Goal of the exercise
Give back the data below exactly as it was given.

Data for review
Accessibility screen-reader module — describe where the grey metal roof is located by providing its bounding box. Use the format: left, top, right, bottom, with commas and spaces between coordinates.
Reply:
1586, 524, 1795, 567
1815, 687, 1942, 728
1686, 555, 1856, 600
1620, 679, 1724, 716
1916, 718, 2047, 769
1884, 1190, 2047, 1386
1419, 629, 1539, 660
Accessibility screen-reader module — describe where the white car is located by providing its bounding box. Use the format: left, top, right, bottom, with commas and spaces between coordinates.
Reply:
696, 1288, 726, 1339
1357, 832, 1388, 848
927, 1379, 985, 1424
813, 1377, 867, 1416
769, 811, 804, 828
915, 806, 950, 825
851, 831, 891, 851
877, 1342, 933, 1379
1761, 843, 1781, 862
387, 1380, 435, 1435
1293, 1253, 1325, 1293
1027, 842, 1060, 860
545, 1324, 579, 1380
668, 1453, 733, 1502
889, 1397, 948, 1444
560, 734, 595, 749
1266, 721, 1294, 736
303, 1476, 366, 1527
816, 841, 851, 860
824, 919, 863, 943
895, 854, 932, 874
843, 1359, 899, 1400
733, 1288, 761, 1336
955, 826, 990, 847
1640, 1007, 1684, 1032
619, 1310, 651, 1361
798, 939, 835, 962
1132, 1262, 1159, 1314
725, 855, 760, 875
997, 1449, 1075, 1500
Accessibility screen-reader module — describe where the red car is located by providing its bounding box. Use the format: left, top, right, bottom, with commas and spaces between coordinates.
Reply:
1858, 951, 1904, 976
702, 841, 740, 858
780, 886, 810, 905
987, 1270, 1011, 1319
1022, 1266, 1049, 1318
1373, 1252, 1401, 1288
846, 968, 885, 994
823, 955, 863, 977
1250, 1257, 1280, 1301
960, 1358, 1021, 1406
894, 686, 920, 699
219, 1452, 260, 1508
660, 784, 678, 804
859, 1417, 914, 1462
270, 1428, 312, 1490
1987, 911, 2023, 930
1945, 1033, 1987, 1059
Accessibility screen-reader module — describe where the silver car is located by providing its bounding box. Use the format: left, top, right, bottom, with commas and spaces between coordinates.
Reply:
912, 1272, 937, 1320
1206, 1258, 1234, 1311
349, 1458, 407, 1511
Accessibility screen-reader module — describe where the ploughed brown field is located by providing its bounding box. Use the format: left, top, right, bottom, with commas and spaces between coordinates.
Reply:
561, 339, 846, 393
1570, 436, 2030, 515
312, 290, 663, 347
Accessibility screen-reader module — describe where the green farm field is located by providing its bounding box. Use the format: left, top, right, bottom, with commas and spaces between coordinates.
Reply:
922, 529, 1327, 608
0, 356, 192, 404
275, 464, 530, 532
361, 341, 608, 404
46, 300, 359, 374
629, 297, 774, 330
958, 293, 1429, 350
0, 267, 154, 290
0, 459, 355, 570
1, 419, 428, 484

Answer below
Accessibility screen-reader module — describe where the grey metal roof is located by providing its bounding box. Use the format: left, top, right, bottom, with commas and spaces between coordinates.
Reply:
1586, 524, 1795, 567
1815, 687, 1942, 728
1686, 555, 1856, 600
1620, 679, 1724, 716
1916, 718, 2047, 769
1884, 1190, 2047, 1386
1419, 629, 1539, 660
Accessibility screen-reader module — describe where the white car is located by providing its bounding box. Use the format: left, top, right, bottom, with commas and spaces between coordinates.
Reply:
696, 1288, 726, 1339
1357, 832, 1388, 848
927, 1379, 985, 1424
813, 1377, 867, 1416
769, 811, 804, 828
915, 806, 950, 825
851, 831, 891, 851
877, 1342, 933, 1379
1761, 843, 1781, 862
387, 1380, 435, 1435
1293, 1253, 1325, 1293
1027, 842, 1060, 860
545, 1324, 579, 1380
668, 1453, 733, 1502
889, 1397, 948, 1444
560, 734, 595, 749
1266, 721, 1294, 736
303, 1476, 366, 1527
816, 841, 851, 860
824, 919, 863, 943
895, 854, 932, 874
843, 1359, 899, 1400
733, 1288, 761, 1336
955, 826, 990, 847
1640, 1007, 1684, 1032
619, 1310, 651, 1361
798, 939, 835, 962
1132, 1262, 1159, 1314
725, 855, 760, 875
997, 1449, 1075, 1500
Accessibility screen-reader module — describe where the red car is located by providing its bounding box. Use the format: left, top, right, bottom, with commas and spaces between coordinates.
Reply:
1858, 951, 1904, 976
702, 841, 740, 858
780, 886, 810, 905
987, 1270, 1011, 1319
1022, 1266, 1049, 1318
1373, 1252, 1401, 1288
846, 968, 885, 994
823, 955, 863, 977
1250, 1257, 1280, 1301
960, 1358, 1021, 1406
894, 686, 920, 699
219, 1452, 260, 1508
660, 784, 678, 804
859, 1417, 914, 1462
270, 1428, 312, 1490
1987, 911, 2023, 930
1945, 1033, 1987, 1059
Accessibility screen-reader module — describe where the silver car is located by providing its bounding box. Use the format: left, top, right, bottom, with commas and spaces between coordinates.
Reply:
912, 1272, 937, 1320
1206, 1258, 1234, 1311
349, 1458, 407, 1511
Accessibility screen-reader module — describe where the ploughed brown field is located by providing its bounding box. Use the format: left, top, right, bottom, with commas and spaces between coordinates.
Reply:
561, 339, 846, 393
1570, 436, 2030, 515
312, 290, 663, 347
Accessibility screen-reader module — describe where the green farm field is located by providing its bounding box. Use the format: left, top, right, bottom, with commas and spaces between coordinates.
Reply:
922, 529, 1327, 608
0, 356, 192, 404
275, 464, 530, 532
361, 341, 608, 404
46, 300, 359, 374
629, 297, 774, 330
958, 293, 1429, 350
0, 267, 154, 290
0, 459, 355, 570
1, 419, 428, 484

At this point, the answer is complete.